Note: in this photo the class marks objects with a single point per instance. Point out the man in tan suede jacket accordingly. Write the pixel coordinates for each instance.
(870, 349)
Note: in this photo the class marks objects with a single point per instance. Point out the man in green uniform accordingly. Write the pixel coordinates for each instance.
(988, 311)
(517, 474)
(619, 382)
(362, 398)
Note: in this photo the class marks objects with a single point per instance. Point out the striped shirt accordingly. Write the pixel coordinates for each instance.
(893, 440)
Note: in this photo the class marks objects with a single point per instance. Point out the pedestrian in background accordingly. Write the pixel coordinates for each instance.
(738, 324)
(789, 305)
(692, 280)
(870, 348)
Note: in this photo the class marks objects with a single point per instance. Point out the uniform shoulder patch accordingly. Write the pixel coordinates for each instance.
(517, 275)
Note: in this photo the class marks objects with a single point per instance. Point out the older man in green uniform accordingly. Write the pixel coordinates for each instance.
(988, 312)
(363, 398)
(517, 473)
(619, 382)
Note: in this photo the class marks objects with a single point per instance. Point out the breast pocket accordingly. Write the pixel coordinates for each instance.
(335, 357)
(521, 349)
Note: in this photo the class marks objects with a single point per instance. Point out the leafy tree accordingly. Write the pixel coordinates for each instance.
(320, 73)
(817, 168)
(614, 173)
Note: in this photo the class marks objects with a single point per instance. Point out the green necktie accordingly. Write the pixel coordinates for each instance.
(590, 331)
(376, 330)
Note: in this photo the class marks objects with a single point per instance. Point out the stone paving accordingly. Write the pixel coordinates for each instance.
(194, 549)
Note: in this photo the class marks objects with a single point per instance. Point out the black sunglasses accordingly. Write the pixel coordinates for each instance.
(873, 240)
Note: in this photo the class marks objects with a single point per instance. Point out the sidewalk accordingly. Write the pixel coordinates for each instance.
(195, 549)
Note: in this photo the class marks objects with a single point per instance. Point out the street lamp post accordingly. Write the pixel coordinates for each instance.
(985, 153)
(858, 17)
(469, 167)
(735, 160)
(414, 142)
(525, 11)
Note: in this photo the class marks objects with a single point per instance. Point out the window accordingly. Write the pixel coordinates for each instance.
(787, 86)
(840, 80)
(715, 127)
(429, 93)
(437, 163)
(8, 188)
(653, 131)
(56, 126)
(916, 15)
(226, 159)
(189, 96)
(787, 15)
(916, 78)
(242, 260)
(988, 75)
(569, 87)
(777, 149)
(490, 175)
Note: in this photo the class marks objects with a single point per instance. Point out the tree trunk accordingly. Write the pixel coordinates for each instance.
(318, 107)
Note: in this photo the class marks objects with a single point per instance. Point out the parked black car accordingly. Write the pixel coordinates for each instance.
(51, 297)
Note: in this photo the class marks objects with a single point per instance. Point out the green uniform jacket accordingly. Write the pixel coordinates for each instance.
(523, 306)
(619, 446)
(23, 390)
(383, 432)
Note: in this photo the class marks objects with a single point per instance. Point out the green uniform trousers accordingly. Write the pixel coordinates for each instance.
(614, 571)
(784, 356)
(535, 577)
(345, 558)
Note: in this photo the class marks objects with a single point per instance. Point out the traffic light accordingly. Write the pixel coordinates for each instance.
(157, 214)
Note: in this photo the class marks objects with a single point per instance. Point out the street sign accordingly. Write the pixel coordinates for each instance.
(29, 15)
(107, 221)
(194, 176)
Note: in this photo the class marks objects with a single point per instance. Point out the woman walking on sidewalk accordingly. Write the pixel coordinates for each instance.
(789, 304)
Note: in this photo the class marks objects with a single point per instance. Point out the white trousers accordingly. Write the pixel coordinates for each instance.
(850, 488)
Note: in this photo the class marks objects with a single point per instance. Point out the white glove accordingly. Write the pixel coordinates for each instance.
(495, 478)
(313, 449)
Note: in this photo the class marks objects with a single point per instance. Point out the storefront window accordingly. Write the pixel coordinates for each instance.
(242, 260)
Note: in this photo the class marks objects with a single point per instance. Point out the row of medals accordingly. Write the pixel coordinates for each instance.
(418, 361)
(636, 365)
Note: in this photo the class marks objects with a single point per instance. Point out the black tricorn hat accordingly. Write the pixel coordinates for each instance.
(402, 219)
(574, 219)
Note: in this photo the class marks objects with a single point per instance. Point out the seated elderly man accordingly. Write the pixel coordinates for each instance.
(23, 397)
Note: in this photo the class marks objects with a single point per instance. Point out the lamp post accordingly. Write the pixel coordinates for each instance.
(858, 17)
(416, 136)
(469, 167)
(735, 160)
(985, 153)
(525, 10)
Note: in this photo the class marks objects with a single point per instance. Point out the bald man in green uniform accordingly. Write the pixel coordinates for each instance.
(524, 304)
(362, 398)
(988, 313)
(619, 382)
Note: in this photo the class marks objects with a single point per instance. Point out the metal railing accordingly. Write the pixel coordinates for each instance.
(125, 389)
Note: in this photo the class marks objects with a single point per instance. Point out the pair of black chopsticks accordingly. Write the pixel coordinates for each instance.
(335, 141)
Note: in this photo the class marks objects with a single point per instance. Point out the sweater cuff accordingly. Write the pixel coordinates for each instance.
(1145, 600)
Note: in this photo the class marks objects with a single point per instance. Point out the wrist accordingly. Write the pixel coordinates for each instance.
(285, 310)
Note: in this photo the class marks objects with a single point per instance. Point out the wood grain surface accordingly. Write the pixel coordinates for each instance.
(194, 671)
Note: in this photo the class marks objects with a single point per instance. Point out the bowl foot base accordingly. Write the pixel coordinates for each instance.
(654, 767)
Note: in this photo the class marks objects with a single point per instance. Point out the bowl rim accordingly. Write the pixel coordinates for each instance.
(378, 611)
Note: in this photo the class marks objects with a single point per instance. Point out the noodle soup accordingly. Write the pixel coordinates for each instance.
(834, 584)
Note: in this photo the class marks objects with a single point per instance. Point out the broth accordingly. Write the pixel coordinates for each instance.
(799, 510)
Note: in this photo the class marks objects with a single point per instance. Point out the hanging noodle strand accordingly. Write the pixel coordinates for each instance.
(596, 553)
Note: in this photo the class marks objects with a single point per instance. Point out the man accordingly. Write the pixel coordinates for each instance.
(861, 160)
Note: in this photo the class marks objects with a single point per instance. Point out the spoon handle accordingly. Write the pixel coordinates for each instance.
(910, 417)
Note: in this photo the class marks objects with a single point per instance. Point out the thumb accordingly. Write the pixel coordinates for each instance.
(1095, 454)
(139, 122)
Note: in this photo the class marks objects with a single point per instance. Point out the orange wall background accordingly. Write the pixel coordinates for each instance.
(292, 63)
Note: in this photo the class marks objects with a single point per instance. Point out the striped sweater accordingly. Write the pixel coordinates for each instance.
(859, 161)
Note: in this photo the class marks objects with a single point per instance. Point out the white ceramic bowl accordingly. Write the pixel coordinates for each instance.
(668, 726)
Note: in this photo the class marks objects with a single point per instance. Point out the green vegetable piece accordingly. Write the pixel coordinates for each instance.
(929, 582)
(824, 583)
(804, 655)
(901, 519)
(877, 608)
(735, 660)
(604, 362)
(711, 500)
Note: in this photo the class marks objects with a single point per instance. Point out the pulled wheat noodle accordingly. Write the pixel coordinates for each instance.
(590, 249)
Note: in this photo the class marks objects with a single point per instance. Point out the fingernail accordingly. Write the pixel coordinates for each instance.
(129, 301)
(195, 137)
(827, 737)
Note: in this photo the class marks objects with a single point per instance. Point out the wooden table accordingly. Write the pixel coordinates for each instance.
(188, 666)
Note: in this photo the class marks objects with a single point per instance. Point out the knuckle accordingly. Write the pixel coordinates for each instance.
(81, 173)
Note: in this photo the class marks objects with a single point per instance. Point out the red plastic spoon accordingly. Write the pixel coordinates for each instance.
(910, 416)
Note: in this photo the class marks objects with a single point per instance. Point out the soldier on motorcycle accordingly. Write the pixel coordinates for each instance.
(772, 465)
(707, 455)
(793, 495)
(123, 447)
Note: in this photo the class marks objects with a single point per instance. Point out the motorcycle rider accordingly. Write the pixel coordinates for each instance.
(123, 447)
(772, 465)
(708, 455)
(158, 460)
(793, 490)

## EXERCISE OBJECTIVE
The required output is the exact sequence of lines from the one containing "out the knuckle" through the end of the listing, both endpoints included.

## CORRECT RESULT
Note: in this photo the class marks objects with a single point per instance. Point out the knuckle accordingly. Write the pixel coordinates for each instance.
(81, 173)
Note: in this photo the class marks objects with a single point per instance. Point out the red plastic spoon accordingly. Write the pixel coordinates for each instance.
(910, 416)
Note: in this photo the class marks objects with a single point per instance. Point out the soldier on motorcycle accordingly. Write the pixel coordinates for each instance.
(772, 465)
(707, 455)
(793, 495)
(123, 447)
Note: in this photo the class marks objects with a single point per instance. Point out the motorcycle rider accordingly. Write the pixel coordinates for each instance.
(123, 447)
(772, 465)
(708, 455)
(158, 460)
(793, 490)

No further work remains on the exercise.